## Source passage
################

Author Topic: FPGA Replay Board (Read 995993 times)

vidarh · « **on:** January 07, 2011, 04:27:17 PM »

Quote from: Retro_71;604456

Any ETA Mike?? My money is burning a whole and before the wife sees it!!!

Wives are why bankers invented numbered Swizz bank accounts :lol:

vidarh · « **Reply #1 on:** January 23, 2011, 07:22:16 PM »

Quote from: DCAmiga;608472

Very Nice 112 MB/s but just out of curiousity, wouldnt it be better to also add a CPU 32-bit data bus aswell?

Well, yeah, that's presumably the reason yaqube earlier said it'll get faster once 32 bit transfers are turned on

vidarh · « **Reply #2 on:** March 10, 2011, 01:21:25 PM »

Quote from: freqmax;620861

Exactly sell it with free open source Boot-ROM and OS. And get rid of the whole issue. Doesn't seem reasonable to be responsible for user actions.

(any link where to download this AROS m68k ROM?)

aros.org has a download link for nightlies, or you can get the latest WinUAE beta's - WinUAE now comes with a "built in" AROS ROM.

vidarh · « **Reply #3 on:** March 26, 2011, 09:59:50 AM »

Quote from: freqmax;624782

The purpose of the 68060 board is to reverse engineer the CPU asfair?, so it really doesn't matter too much unless that's the purpose.

I don't think need to reverse engineer it? All the timings etc. as well as fairly detailed block diagrams are well documented both from official documentation and years of testing, and the N68050 is according to their team already more advanced in many ways.

I believe it's more as a development tool while they finish up the 050 and verify it's working properly

vidarh · « **Reply #4 on:** March 28, 2011, 09:20:17 AM »

Quote from: Mathias;625239

There are some ideas/concepts, but work on it will start this summer, as we also plan to do our own 68k handler, once the first series is out to the customers.

An idea for you guys: Look into a tracing JIT. Effectively you start by putting a breakpoint at the very start of the application. Then when the breakpoint is hit, the trap handler checks each following instruction until a branch point. At the branch point you insert another breakpoint.

If any of the found instructions are "unsafe" (differ between M68k and Coldfire) you rewrite it to an equivalent safe variation or patch in a jump to a tiny dynamically generated function that emulates the right behavior and jumps back (if there's no space to change it inline). Then you let the instruction stream execute until the next trap, and repeat.

Initially things will run slowly, but after each code path has been executed once, it'll have been rewritten and will run *far* faster than having to run a trap handler for every hit.

This approach is what's used by modern Javascript JIT's - there it's complex because they have to do complex code generation, but for M68k => Coldfire most of the code is already valid so the JIT can pass over all safe instruction and only need to recognize the few cases that are not valid Coldfire code and know how to generate code to emulate just those instructions.

You could probably do a decent functioning tracer/JIT for M68k => Coldfire in a couple of thousand lines of code.

vidarh · « **Reply #5 on:** March 28, 2011, 11:09:05 AM »

################

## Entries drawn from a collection

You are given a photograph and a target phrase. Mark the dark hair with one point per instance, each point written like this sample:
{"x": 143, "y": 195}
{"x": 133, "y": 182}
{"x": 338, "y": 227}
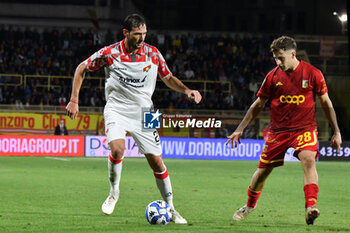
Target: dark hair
{"x": 283, "y": 43}
{"x": 133, "y": 21}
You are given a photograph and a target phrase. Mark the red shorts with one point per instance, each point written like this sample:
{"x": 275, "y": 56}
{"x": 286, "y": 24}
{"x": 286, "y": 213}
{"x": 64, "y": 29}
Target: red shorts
{"x": 277, "y": 144}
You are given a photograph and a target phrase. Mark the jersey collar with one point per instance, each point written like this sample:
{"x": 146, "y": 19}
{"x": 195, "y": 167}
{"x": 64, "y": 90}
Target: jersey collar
{"x": 139, "y": 52}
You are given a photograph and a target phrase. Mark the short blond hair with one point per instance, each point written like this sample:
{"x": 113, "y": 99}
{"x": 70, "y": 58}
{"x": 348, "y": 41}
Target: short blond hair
{"x": 283, "y": 43}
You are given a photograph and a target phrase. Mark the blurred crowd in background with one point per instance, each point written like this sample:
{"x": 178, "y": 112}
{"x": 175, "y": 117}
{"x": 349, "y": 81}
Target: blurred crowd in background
{"x": 238, "y": 61}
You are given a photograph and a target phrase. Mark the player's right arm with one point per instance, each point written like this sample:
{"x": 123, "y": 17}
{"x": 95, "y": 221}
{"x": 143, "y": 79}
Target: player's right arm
{"x": 72, "y": 107}
{"x": 251, "y": 114}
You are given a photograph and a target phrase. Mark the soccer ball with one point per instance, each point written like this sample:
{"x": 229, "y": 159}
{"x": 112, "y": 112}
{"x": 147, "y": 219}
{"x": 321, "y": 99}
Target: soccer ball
{"x": 158, "y": 212}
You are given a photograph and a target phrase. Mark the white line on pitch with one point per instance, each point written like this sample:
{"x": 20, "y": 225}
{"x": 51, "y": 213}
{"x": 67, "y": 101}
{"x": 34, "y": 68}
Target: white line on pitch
{"x": 63, "y": 159}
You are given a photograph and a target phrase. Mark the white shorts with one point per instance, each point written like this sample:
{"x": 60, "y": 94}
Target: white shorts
{"x": 117, "y": 125}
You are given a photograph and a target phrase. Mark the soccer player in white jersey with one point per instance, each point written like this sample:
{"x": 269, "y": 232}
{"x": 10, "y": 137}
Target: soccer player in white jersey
{"x": 131, "y": 68}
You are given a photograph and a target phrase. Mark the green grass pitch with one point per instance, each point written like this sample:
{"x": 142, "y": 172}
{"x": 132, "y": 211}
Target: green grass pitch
{"x": 40, "y": 194}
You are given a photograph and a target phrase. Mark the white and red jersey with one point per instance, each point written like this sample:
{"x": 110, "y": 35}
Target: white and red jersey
{"x": 130, "y": 78}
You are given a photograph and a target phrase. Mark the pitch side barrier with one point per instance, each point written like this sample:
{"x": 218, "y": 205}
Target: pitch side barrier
{"x": 173, "y": 147}
{"x": 186, "y": 148}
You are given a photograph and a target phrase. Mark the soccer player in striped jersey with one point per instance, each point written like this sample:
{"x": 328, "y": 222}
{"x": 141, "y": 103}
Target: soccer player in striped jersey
{"x": 291, "y": 87}
{"x": 131, "y": 69}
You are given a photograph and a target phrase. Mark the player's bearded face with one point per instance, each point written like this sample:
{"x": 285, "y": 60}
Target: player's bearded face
{"x": 136, "y": 37}
{"x": 284, "y": 59}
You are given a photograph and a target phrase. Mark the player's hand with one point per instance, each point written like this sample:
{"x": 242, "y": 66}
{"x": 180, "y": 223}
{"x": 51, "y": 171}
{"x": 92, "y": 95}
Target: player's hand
{"x": 233, "y": 138}
{"x": 336, "y": 141}
{"x": 195, "y": 95}
{"x": 72, "y": 110}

################

## Directions
1) Using the FPGA Replay Board thread, answer each question:
(a) What transfer speed does DCAmiga describe as "Very Nice"?
(b) Which website does vidarh say has a download link for AROS nightlies?
(c) What kind of JIT does vidarh suggest the team look into?
2) Please list every distinct username that appears after "Quote from:" in the FPGA Replay Board thread.
3) Write the next post of the FPGA Replay Board forum thread, following on from its final post header.

## Answers
1)
(a) 112 MB/s
(b) aros.org
(c) A tracing JIT

2)
Retro_71
DCAmiga
freqmax
Mathias

3)
Quote from: Mathias;625256

Something like this is planned by Fredi Aschwanden. I just avoided the word JIT, because I do not completely understand it myselve, and the next question normally is "why not us a PPC than" ;)Such a "partial JIT" will solve everything except selfmodifying code as far as I understood. I will post your message insiode our development forum. Thanks.

Well, you could just as well ask "why not switch to emulation", but then I guess most of us here aren't all that rational when it comes to our attachment to the M68k architecture

And the other thing is that a JIT from M68k to PPC is massively more complicated. A M68k to Coldfire JIT can just skip past most instructions, and so for almost all instructions all it needs to know is how to determine that they fall in the "safe/compatible" category, and how to figure out the length of the operands to skip them. For m68k that's very easy for most instructions - there aren't that many variations of the encoding.

In theory there's nothing really stopping you from undoing relocation and generating/caching a new fully or partially translated binary through this process either, though it might not be much point adding the complexity.

Looking at the size of M68k instruction decoders, you can do enough of the instruction decode to skip the safe instructions in at most a couple of hundred lines of code (the only one I happen to have sitting on my hd is 457 lines of C to decode instructions fully to text - a decoder that for most cases only needs to figure out the type of instruction and size would be far smaller).

Beyond that it's the code to manage breakpoints and splice in "fixed" instructions, but that shouldn't be huge either.

vidarh · « **Reply #6 on:** March 28, 2011, 03:59:55 PM »

Quote from: Mathias;625295

For the rest of your posting, volutneers are highly welcome at every time )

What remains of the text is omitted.